[Given passage Boundary: Start]

In this day, when there will probably be an economic crisis in 2023, I completely understand.
Every big company cuts their budget, including influencers.

Why should I pay someone for a year for content (inc. several people), when I am able to shoot content for 1 year for 50 000€? The right steps and it's clear that Specialized's marketing has been taken over by someone who understands numbers
  • 9 4
 Ring ring.
Hello…. Yes I’m out riding and making content.
I’m sorry. Did you say I’ve been let go?

WTF?
  • 2 0
 hardball... they probably had to find money somewhere to pay those big names in the C-suite... still sad, you would not expect such long lasting partnerships to be cut overnight. curious to the statements from spesh temselves
  • 4 0
 “Swallow, who splits time between Durango, Colorado and Tucson…”

I read spits instead of splits haha… I was like wtf are they saying here?!
  • 7 0
 Tough pill to Swallow.
  • 2 0
 I understand the "lack of sympathy" in a way, because i find Social Media Content Creators (and thats what they are) kind of annoying. A lot of them are just living marketing banners, creating an illusion or pictures of a lifestyle, that everybody wants to have/to live (but just can not because of kids, responsibilities etc.). They are to the bike-community what to skinny models are for teenage girls... lol... (because actually nobody needs a new bike every year or 2, just the industry needs you to buy them Wink )

But anyway, that is a really shitty beaviour, which you only expect from huge cons without any personality. That said, probably a reason more to not buy specialized products, even though they have good ones and instead focus on smaller companies?
  • 2 0
 I am pretty sure that Specialized aren't having hard times and properly still having record profiles compared to pre-pandemic market.....as much as I think many of these influencers are lame and complete cheese balls I am genuinely gutted that fellow bike lovers aren't making a living doing what they love or may struggle to get new bikes/kit/service.

Hope these guys find a company willing to supporting them
  • 3 0
 Every time I look at that S on the head tube I just think of the cocaine lines Sinyard played with to make the logo. But that might just be a tall tale...and not relevant to this post I know.
  • 2 0
 There is onlyfans now... go naked with a dildo.

This is the bubble of socials workers... get payed just to show your life to the world and get some "cadeaux"

This is the dream of millenials...

Billions of people ready to show... children.. dogs...happiness... sorrow...death...opinions about the world... opinions that anyone gives a shit!

[Given passage Boundary: End]
[Dataset records Boundary: Start]

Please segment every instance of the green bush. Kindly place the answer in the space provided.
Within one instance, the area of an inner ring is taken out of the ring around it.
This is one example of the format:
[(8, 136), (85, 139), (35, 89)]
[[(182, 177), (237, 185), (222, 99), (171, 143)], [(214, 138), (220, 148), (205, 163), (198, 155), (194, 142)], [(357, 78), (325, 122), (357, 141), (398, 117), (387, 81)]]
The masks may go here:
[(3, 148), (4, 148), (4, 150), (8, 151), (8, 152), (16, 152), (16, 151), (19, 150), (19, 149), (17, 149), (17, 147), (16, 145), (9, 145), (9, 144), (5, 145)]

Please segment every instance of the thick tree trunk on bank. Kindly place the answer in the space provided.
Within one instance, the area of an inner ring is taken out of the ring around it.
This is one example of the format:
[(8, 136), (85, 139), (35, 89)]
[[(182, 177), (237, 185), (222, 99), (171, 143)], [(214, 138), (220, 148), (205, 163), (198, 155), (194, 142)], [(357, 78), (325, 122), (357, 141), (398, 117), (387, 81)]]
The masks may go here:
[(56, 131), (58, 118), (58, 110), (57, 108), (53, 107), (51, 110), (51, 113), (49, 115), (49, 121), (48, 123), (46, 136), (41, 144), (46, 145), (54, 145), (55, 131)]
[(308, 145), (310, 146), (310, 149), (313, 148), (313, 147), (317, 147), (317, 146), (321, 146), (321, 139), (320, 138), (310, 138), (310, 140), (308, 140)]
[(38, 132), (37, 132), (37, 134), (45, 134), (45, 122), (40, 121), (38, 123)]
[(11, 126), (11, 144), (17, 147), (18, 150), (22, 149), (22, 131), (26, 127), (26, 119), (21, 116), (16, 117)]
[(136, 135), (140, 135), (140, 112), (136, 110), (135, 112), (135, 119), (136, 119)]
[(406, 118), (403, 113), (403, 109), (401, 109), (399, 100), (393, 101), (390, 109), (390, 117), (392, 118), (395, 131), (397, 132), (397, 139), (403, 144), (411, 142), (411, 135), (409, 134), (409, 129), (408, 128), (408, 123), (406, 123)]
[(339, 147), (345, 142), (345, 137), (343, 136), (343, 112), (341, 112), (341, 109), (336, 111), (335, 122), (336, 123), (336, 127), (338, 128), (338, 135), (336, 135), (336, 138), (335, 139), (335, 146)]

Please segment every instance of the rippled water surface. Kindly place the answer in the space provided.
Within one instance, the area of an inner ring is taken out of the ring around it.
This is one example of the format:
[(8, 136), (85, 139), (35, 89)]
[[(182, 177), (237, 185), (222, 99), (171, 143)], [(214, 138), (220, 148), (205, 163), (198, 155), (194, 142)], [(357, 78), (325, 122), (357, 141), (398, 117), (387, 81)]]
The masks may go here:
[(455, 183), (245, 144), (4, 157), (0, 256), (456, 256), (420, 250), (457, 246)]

[Dataset records Boundary: End]

■ Work order ■
In the comment thread, the quoted line says Swallow splits time between which places?

■ Written answer ■
Durango, Colorado and Tucson.